● **Text section**
..............................
Naturally, not everyone can be an Arnold Schwarzenegger, but we can all employ the basic principles of the body-building lifestyle that have become more obscured over the years. Charles Atlas was one of the forefathers of modern bodybuilding who sold a simple but highly successful exercise course through ads in comic books. As far back as 1930, Atlas had a motto: "The truest success is but the development of self." Think about that. Long before self-help gurus, psychotherapy and new-age thinking, Atlas hit the nail on the head, and he knew that the development of the body was a big part of self-development. Compare that to the slew of first-year trainers who peruse the Internet to find which steroid stack is best for someone who's been working out for a year and has "peaked." I'd bet the bank that these people won't be training a year from now - they don't have the stomach for it. They want results without the effort. But they may never discover that the effort produces more results than can be seen with the naked eye. The weights may build muscle, but the effort builds character, and when your character is strong you can do anything.
Your bodybuilding journey also reflects your personality. Like it simple? Squats and presses will work just fine. Like to be creative? Use your imagination to concoct a myriad of routines. All roads lead to Rome. Along the way you'll stumble, but there's never a reason to stop. Never. That's because you need it -more than you realize.
..............................
● **What to work on**
(a) According to the passage on bodybuilding, what motto did Charles Atlas have as far back as 1930?
(b) List the three things that, according to the passage on bodybuilding, came after Atlas's insight into self-development.
(c) Continue the passage on bodybuilding from its final sentence.

● **Phrase grounding data**
..............................
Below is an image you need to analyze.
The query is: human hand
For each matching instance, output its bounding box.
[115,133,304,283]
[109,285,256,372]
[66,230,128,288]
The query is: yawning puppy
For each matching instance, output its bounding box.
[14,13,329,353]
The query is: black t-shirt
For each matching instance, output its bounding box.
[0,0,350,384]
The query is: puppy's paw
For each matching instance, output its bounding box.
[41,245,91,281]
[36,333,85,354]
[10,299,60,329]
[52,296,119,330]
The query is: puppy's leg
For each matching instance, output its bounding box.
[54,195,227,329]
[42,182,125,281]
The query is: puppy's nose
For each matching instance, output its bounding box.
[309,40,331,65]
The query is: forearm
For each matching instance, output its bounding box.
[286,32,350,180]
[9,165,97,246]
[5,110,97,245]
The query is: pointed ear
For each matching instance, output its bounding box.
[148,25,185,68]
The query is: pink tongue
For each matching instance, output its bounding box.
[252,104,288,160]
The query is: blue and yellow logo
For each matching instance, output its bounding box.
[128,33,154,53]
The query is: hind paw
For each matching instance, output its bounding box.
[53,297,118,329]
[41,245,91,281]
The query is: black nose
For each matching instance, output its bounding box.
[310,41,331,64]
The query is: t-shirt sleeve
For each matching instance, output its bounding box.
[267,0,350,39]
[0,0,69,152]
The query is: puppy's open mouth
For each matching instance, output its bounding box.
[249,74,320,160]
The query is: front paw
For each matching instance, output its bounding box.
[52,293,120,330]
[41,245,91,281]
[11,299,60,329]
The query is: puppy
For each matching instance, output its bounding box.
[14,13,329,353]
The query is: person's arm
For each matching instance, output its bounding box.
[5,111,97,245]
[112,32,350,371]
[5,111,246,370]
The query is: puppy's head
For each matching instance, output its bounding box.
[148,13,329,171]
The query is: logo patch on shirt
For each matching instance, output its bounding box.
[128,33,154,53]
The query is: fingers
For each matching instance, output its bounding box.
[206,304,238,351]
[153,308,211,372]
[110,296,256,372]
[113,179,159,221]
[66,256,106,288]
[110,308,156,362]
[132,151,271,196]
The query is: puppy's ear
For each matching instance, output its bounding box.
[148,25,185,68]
..............................
● **Answers for this exercise**
(a) "The truest success is but the development of self."

(b) Self-help gurus, psychotherapy, and new-age thinking.

(c)
Bodybuilding is the ultimate therapy. It puts you in a frame of mind similar to meditation. Some speak of being in a "trance-like" state during their workouts. Do you lack self-control? Bodybuilding is the answer because it offers structure. Are your thoughts scattered? A workout provides focus. It's you against the iron, and pushing it feels good. Are you sluggish? Exercise and proper eating generates energy, endurance, hormonal balance, efficient digestion and elimination, and clears the mind. Are you nervous? Lifting weights calms the spirit. Are you feeling alone or neglected? Not as long as there are barbells and dumbbells nearby. They never let you down. Are you overwrought with worry? Load the bar, start squatting and your troubles will be the furthest thing from your mind. Bodybuilding is the fix. No one can take it away from you - not your boss, the government, or your ex-wife. What you put into it is what you get out of it. Where else in life are you going to get a deal like that?
Still, the ultimate goal for most people is a more muscular physique. So how long does it take to build a great body? Maybe the best answer is: "As long as it takes not to." Either way, the time will go by. Everybody has the same 24 hours in a day. All you need is one hour every other day to change your life. Will you use it? Will you have something to show for it at the end of the year? I know I will. Stay true to your purpose of having a better body and a better life and you will never regret it. That's not a prediction, it's a promise.